>>>
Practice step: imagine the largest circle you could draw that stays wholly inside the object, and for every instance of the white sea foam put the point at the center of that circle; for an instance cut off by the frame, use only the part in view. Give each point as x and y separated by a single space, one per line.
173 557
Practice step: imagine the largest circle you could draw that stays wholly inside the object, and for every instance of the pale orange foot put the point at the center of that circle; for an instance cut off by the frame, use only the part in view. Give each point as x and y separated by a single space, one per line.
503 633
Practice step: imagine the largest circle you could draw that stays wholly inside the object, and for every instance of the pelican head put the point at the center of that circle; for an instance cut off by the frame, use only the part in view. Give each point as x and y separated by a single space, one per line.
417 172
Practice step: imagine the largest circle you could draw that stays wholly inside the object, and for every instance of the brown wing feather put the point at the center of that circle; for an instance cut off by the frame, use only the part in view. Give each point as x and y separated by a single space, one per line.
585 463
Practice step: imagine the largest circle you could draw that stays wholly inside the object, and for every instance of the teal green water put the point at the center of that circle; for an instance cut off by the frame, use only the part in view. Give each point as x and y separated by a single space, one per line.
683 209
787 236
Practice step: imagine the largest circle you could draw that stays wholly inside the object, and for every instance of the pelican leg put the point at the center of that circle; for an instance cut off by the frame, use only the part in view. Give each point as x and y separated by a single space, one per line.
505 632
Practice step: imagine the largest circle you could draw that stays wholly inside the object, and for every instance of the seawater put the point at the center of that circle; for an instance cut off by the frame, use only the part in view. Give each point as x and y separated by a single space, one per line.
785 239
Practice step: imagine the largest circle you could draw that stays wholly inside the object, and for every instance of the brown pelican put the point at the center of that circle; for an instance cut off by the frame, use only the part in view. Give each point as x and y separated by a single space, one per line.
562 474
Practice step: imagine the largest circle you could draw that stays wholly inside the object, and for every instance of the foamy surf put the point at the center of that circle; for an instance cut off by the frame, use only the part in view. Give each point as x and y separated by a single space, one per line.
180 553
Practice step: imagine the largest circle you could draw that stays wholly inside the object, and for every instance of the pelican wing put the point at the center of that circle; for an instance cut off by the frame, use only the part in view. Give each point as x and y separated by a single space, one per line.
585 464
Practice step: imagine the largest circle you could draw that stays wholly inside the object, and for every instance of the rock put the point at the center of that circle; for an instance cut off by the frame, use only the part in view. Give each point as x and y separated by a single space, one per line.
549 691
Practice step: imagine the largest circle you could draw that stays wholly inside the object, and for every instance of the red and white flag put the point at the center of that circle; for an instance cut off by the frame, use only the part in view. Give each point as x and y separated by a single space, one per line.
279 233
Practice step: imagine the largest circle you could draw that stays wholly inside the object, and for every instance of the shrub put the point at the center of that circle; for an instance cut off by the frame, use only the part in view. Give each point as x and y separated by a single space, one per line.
<<<
Quote the data above in full, changing nothing.

Practice step: imagine the largest circle you could draw that stays wholly inside the object, and for every instance of the white sea foam put the point at the center of that circle; for an instance cut off by the frame, use only the part in view. Give each point as x and y separated by a single space, one per line.
173 557
Practice step: imagine the largest circle you could draw that stays wholly inside the object, and for every instance of the pale orange foot put the point at the center of that circle; for an instance cut off by the frame, use only the part in view. Give each point as x and y separated by a single space, one per line.
503 633
Practice step: imagine the largest circle you could draw that stays wholly inside the object, and for every instance of the pelican head put the point at the center of that circle; for an instance cut off by the frame, use only the part in view. Give each point as x and y separated by a single space, one per line.
417 172
Practice step: imagine the largest circle you could draw that stays wholly inside the object, and for every instance of the brown wing feather put the point at the center of that circle; for an instance cut off by the frame, use only the part in view. Give each point as x and y separated by a single space, one per line.
585 463
Practice step: imagine the largest circle you could draw that stays wholly inside the object, and for every instance of the teal green water put the point at the center of that circle; for an instance cut off by the frame, use only the part in view. Give each point as x and y separated by a single space, one per line.
683 209
787 236
Practice step: imagine the largest circle you could draw that stays wholly inside the object, and for every instance of the pelican leg put the point at the center of that circle; for an instance cut off by the frame, use only the part in view. Give each point as x and y separated by a single space, one per line.
505 632
Practice step: imagine the largest circle you could draw that stays wholly inside the object, and for every instance of the seawater put the point at the center of that circle; for an instance cut off by the frame, use only the part in view. Give each point as x and y separated by a single space, one per line.
785 239
Practice step: imagine the largest circle you could draw that stays wholly inside the object, and for every instance of the brown pelican put the point at the center of that circle; for an instance cut off by the frame, use only the part in view. Give each point as x and y separated by a single space, one per line.
562 474
Practice step: imagine the largest circle you could draw that stays wholly inside the object, and for every instance of the foamy surf put the point at the center of that circle; for an instance cut off by the frame, use only the part in view. Give each point as x and y separated by a single space, one per line.
180 553
Practice step: imagine the largest circle you could draw that stays wholly inside the object, and for every instance of the pelican wing put the point at the center of that circle; for an instance cut off by the frame, use only the part in view. Give each point as x and y separated by a single space, one per line.
585 464
Practice step: imagine the largest circle you could draw that stays wholly inside the object, and for every instance of the rock put the point at the center of that circle; for an instance cut off by the frame, use only the part in view. Give each point as x and y separated by a single space, one per line.
549 691
Practice step: imagine the largest circle you could draw that stays wholly inside the object, and for every instance of the red and white flag put the point at the center of that circle; for an instance cut off by the frame, use only the part in view. Give each point as x and y separated by a single space, one per line.
279 233
Practice step: imagine the largest circle you could draw that stays wholly inside the object, and for every instance of the shrub put the point at the center of that circle; for an instance cut off by the frame, use only the part in view. Give each point as x and y separated by a single space, one per line.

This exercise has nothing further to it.